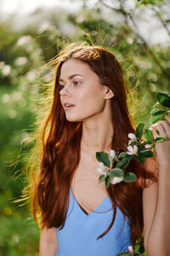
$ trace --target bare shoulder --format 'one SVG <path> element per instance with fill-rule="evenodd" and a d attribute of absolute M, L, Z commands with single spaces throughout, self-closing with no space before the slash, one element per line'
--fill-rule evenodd
<path fill-rule="evenodd" d="M 48 240 L 52 242 L 57 243 L 57 236 L 56 236 L 56 229 L 43 229 L 41 232 L 41 239 Z"/>
<path fill-rule="evenodd" d="M 39 253 L 40 256 L 55 256 L 58 251 L 56 229 L 43 229 L 41 232 Z"/>

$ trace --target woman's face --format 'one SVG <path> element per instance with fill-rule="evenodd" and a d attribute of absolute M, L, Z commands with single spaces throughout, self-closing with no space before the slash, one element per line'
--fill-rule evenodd
<path fill-rule="evenodd" d="M 101 85 L 88 64 L 73 59 L 66 61 L 61 67 L 60 84 L 60 102 L 68 121 L 94 119 L 104 109 L 108 88 Z"/>

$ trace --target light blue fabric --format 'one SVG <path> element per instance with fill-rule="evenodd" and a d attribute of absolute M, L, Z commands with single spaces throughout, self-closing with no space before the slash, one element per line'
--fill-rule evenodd
<path fill-rule="evenodd" d="M 61 230 L 56 229 L 56 256 L 116 256 L 120 252 L 128 251 L 129 245 L 133 247 L 130 241 L 128 218 L 126 217 L 122 229 L 123 215 L 119 208 L 116 208 L 111 229 L 102 238 L 96 240 L 110 224 L 113 214 L 111 207 L 111 201 L 107 196 L 94 211 L 87 215 L 81 209 L 70 188 L 65 224 Z"/>

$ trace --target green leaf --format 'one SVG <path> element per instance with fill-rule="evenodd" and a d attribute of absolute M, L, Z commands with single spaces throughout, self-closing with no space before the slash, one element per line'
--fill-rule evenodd
<path fill-rule="evenodd" d="M 107 153 L 104 151 L 96 152 L 96 158 L 99 162 L 102 162 L 107 167 L 110 167 L 110 160 Z"/>
<path fill-rule="evenodd" d="M 122 152 L 122 153 L 119 154 L 118 159 L 122 158 L 122 157 L 124 157 L 126 155 L 127 155 L 127 152 Z"/>
<path fill-rule="evenodd" d="M 127 172 L 124 175 L 123 180 L 126 183 L 133 183 L 136 181 L 136 175 L 133 172 Z"/>
<path fill-rule="evenodd" d="M 141 137 L 142 137 L 144 126 L 144 124 L 139 123 L 136 128 L 135 135 L 139 140 L 141 139 Z"/>
<path fill-rule="evenodd" d="M 160 104 L 164 107 L 170 108 L 170 96 L 168 96 L 168 95 L 162 92 L 158 92 L 156 94 L 156 98 Z"/>
<path fill-rule="evenodd" d="M 151 143 L 152 143 L 149 141 L 142 142 L 142 145 L 151 144 Z"/>
<path fill-rule="evenodd" d="M 153 141 L 153 135 L 150 129 L 145 130 L 145 138 L 147 139 L 147 141 L 149 141 L 150 143 Z"/>
<path fill-rule="evenodd" d="M 150 117 L 150 122 L 152 124 L 155 124 L 158 120 L 160 120 L 160 116 L 157 116 L 157 115 L 156 116 L 153 116 L 153 115 L 151 115 L 151 117 Z"/>
<path fill-rule="evenodd" d="M 124 255 L 130 256 L 131 253 L 129 252 L 122 252 L 122 253 L 116 254 L 116 256 L 124 256 Z"/>
<path fill-rule="evenodd" d="M 120 168 L 114 168 L 108 172 L 108 175 L 111 177 L 123 177 L 124 172 Z"/>
<path fill-rule="evenodd" d="M 139 154 L 139 155 L 136 156 L 136 160 L 138 160 L 141 163 L 144 163 L 144 158 L 142 154 Z"/>
<path fill-rule="evenodd" d="M 100 183 L 102 181 L 104 181 L 105 178 L 105 175 L 100 175 L 99 178 L 99 183 Z"/>
<path fill-rule="evenodd" d="M 155 109 L 153 109 L 153 111 L 151 111 L 151 114 L 152 114 L 153 116 L 156 116 L 156 115 L 162 115 L 162 114 L 167 113 L 167 111 L 165 111 L 165 110 L 160 110 L 160 109 L 158 109 L 158 108 L 155 108 Z"/>
<path fill-rule="evenodd" d="M 154 153 L 150 149 L 150 148 L 146 148 L 146 149 L 144 149 L 144 150 L 141 150 L 139 152 L 139 154 L 144 157 L 144 158 L 147 158 L 147 157 L 152 157 L 154 156 Z"/>
<path fill-rule="evenodd" d="M 164 142 L 167 139 L 165 137 L 157 137 L 156 138 L 155 138 L 154 143 Z"/>
<path fill-rule="evenodd" d="M 156 102 L 153 108 L 162 108 L 162 105 L 159 102 Z"/>

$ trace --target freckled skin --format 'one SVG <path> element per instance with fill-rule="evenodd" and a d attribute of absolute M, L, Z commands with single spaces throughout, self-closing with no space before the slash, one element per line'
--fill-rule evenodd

_The task_: Format every line of the items above as a numbered list, leaving out the blank lines and the pictures.

_Written response_:
1. $ trace --target bare shoulder --format 'one SVG <path> element per instance with fill-rule="evenodd" and a d attribute of absolute M, L, Z commands with single spaces throughout, self-closing with no space before the slash, one element per line'
2. --fill-rule evenodd
3. <path fill-rule="evenodd" d="M 48 240 L 52 242 L 57 243 L 57 236 L 56 236 L 56 229 L 43 229 L 41 232 L 41 239 Z"/>
4. <path fill-rule="evenodd" d="M 39 253 L 40 256 L 55 256 L 58 251 L 56 229 L 43 229 L 41 232 Z"/>
5. $ trace --target woman's face --format 'one SVG <path> element per instance with fill-rule="evenodd" and a d attribute of absolute M, L, Z commands with single spaces throughout, self-closing with no space before the slash, one element per line'
6. --fill-rule evenodd
7. <path fill-rule="evenodd" d="M 101 85 L 88 64 L 73 59 L 66 61 L 61 67 L 60 84 L 60 102 L 68 121 L 94 119 L 104 109 L 108 88 Z"/>
8. $ trace --target light blue fabric --format 'one SVG <path> element per instance with fill-rule="evenodd" and a d attribute of absolute M, L, Z commands with single spaces throughout, self-closing with no space before the slash, one element per line'
9. --fill-rule evenodd
10. <path fill-rule="evenodd" d="M 61 230 L 56 229 L 56 256 L 116 256 L 120 252 L 128 251 L 129 245 L 133 247 L 130 241 L 128 218 L 126 217 L 122 229 L 123 215 L 119 208 L 116 208 L 111 229 L 102 238 L 96 240 L 110 224 L 113 214 L 111 207 L 111 201 L 107 196 L 94 211 L 87 215 L 81 209 L 70 188 L 65 224 Z"/>
11. $ trace --target green leaf --format 'one SVG <path> element per instance with fill-rule="evenodd" and a d attribute of absolute M, L, Z commands with single spaces throughout, self-closing with no space before the slash, one element per line'
12. --fill-rule evenodd
13. <path fill-rule="evenodd" d="M 107 153 L 104 151 L 96 152 L 96 158 L 99 162 L 102 162 L 107 167 L 110 167 L 110 160 Z"/>
14. <path fill-rule="evenodd" d="M 122 152 L 122 153 L 119 154 L 118 159 L 122 158 L 122 157 L 124 157 L 126 155 L 127 155 L 127 152 Z"/>
15. <path fill-rule="evenodd" d="M 127 172 L 124 175 L 123 180 L 126 183 L 133 183 L 136 181 L 136 175 L 133 172 Z"/>
16. <path fill-rule="evenodd" d="M 141 137 L 142 137 L 144 126 L 144 124 L 139 123 L 136 128 L 135 135 L 139 140 L 141 139 Z"/>
17. <path fill-rule="evenodd" d="M 160 104 L 164 107 L 170 108 L 170 96 L 168 96 L 168 95 L 162 92 L 158 92 L 156 94 L 156 98 Z"/>
18. <path fill-rule="evenodd" d="M 151 143 L 152 143 L 149 141 L 142 142 L 142 145 L 151 144 Z"/>
19. <path fill-rule="evenodd" d="M 153 141 L 153 135 L 150 129 L 145 130 L 145 138 L 147 139 L 147 141 L 149 141 L 150 143 Z"/>
20. <path fill-rule="evenodd" d="M 150 117 L 150 122 L 152 124 L 155 124 L 158 120 L 160 120 L 160 116 L 157 116 L 157 115 L 156 116 L 153 116 L 153 115 L 151 115 L 151 117 Z"/>
21. <path fill-rule="evenodd" d="M 124 255 L 130 256 L 131 253 L 129 252 L 122 252 L 122 253 L 116 254 L 116 256 L 124 256 Z"/>
22. <path fill-rule="evenodd" d="M 120 168 L 114 168 L 108 172 L 108 175 L 111 177 L 123 177 L 124 172 Z"/>
23. <path fill-rule="evenodd" d="M 139 154 L 139 155 L 136 156 L 136 160 L 138 160 L 141 163 L 144 163 L 144 158 L 142 154 Z"/>
24. <path fill-rule="evenodd" d="M 100 183 L 102 181 L 104 181 L 105 178 L 105 175 L 100 175 L 99 178 L 99 183 Z"/>
25. <path fill-rule="evenodd" d="M 155 109 L 153 109 L 153 111 L 151 111 L 151 114 L 152 114 L 153 116 L 156 116 L 156 115 L 162 115 L 162 114 L 167 113 L 167 111 L 165 111 L 165 110 L 160 110 L 160 109 L 158 109 L 158 108 L 155 108 Z"/>
26. <path fill-rule="evenodd" d="M 154 153 L 150 149 L 150 148 L 146 148 L 146 149 L 144 149 L 144 150 L 141 150 L 139 152 L 139 154 L 144 157 L 144 158 L 147 158 L 147 157 L 152 157 L 154 156 Z"/>
27. <path fill-rule="evenodd" d="M 164 142 L 167 139 L 165 137 L 157 137 L 156 138 L 155 138 L 154 143 Z"/>
28. <path fill-rule="evenodd" d="M 156 102 L 153 108 L 162 108 L 162 105 L 159 102 Z"/>
29. $ trace --target freckled skin --format 'one SVG <path> element per instance with fill-rule="evenodd" and a d attribute of absolute M, L, Z commands with single spaces throughout, self-closing with no space before the slash, one element per line'
30. --fill-rule evenodd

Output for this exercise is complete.